◆ EXERCISE TASKS
**A.** Decide whether each statement below agrees with the article on the alleged coup plot in Brazil: (i) the Federal Police arrested five officers on November 19; (ii) Bolsonaro was in Brasilia during the storming of Congress on January 8, 2023; (iii) a retired brigadier general was among those arrested. For each, answer yes or no and quote the words of the article that settle it.
**B.** Write the next part of the article on the alleged coup plot in Brazil, starting after its final sentence.
:: SELECTED TEXT
Written by Uriel Araujo, PhD, anthropology researcher with a focus on international and ethnic conflicts
The Brazilian Federal Police arrested five officers on November 19. They are accused of having plotted a coup to overthrow the government of then-newly elected President Luis Lula in 2023. Other top military and political figures are being investigated. The co-conspirators allegedly were working with a number of scenarios, which included plans for kidnapping or assassinating President Lula, as well as his Vice President Geraldo Alckmin, the controversial Supreme Court Justice Alexandre de Moraes, and others.
They were also illegally monitoring and spying on these targets. All the accused have connections to former President Jair President, who is on the record casting doubts about the validity of the 2022 elections (when he ran for reelection and was defeated by Lula da Silva by a tight margin). For years, many different political actors from both the left and the right have questioned the security of Brazil’s electronic voting system, but the topic has now become a political taboo.
Four special operations military men have been arrested (including a retired brigadier general), plus a Federal Police officer. Justice Moraes authorized the arrests, which would be deemed, legally speaking, a very peculiar situation, to say the least, in any legal system in the world (Brazil included). This is so because Moraes himself was also a target and a potential victim of the alleged crimes – and thus it seems only natural that he should not act in any role analogous to that of a Judge Rapporteur in a case which involves himself. And yet he is doing precisely that.
I wrote before about Moraes controversial methods and rulings in the context of his feud with Elon Musk. The very allegations about a conspiracy aiming to launch a coup d’etat including assassinating Moraes and Lula da Silva are not new at all. They go back to the storming of the Brazilian Congress on January 8, 2023, when a mob of rioters vandalized the Supreme Federal Court, and other government buildings. At the time President Lula was not in Brasilia (the capital city) and Bolsonaro in turn was in Orlando, Florida, where he had been even before the end of his term. He tried to meet with Trump then, to no avail. Most of the rioters, many of them angry elderly and pensioners not carrying guns, committed basically acts of vandalism, but they have been convicted as domestic terrorists under a new controversial definition of terrorism, and face up to 17 years in prison, like 67-year old Maria de Fátima Mendonça Jacinto Souza.
At the time, acting as the guardian of democracy, Justice Moraes took the most strict measures. I wrote before on how a New York Times piece detailed his excessive powers and abuses (even pertaining to many other cases).
::::
:: DATA SECTION
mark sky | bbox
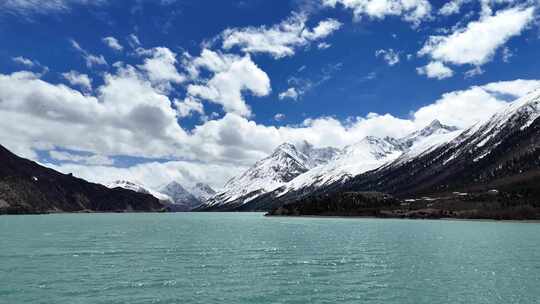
::::
◆ RESULTS
**A.**
(i) Yes: "The Brazilian Federal Police arrested five officers on November 19."
(ii) No: "Bolsonaro in turn was in Orlando, Florida, where he had been even before the end of his term."
(iii) Yes: "Four special operations military men have been arrested (including a retired brigadier general)"

**B.**
In 4 January 2024, Moraes said in an interview that the storming of the Congress and the palaces was part of a large conspiracy, which included three plans or scenarios:
“The first one was that the Special Forces (of the Army) would arrest me on a Sunday and take me to the city of Goiânia. In the second one, they would dispose of [my] body on the way to Goiania. In that case, it wouldn’t really be an arrest, but a homicide… And in the third… after the coup, I should be arrested and hanged in Praça dos Três Poderes [“Three Branches Plaza” in Brasilia].
What is new now, almost 2 years after the 2023 riot are new documents leaked, messages and lots of evidence which finally led thus far to the arrest of five people. The timing of the arrests and of the disclosure of some of the documents is also peculiar: just a few days before, on November 13, in what appeared to be a right-wing self-immolation protest, Francisco Wanderley Luiz, a former city council candidate (from Bolsonaro’s political party), blew a bomb in front of the Supreme Court. The explosive was not particularly powerful, no damage whatsoever was done to any building and no one was harmed – Luiz himself was the only one killed.
Moraes claimed that the suicide bomber intented to actually blow up the Supreme Court building – even though so far evidences of enough explosives for that have not been produced. The event took place a few days before the G20 Summit in Rio de Janeiro, Brazil. In a mysterious (and suspicious) turn of events, the bomber’s house was burned to the ground 4 days later in what some think could be an attempt to destroy evidence. Luiz’s former wife is being charged with the arsoning and she is suspected of having helped him plan his suicidal “attack”.
In all these cases and investigations the judge overseeing every single one of them is Alexandre de Moraes. The difference is that now Moraes is going after big fish – not just angry pensioners.
It is quite clear that there two major pressing issues in Brazil right now, one being the specter of domestic terrorism and a radicalized anti-communist right, who, rightly or not, believes the election was stolen, and sees in the incumbent center-left administration a “communist” threat – and is ready to employ violent and coupist methods. Lots of evidence seem to indicate Bolsonaro could be involved. The problem is that millions of Brazilians have similar beliefs and Bolsonaro is still a major political force in Brazil (and so is his family). In July 2023, he was barred from running for office again until 2030 over abusing his power.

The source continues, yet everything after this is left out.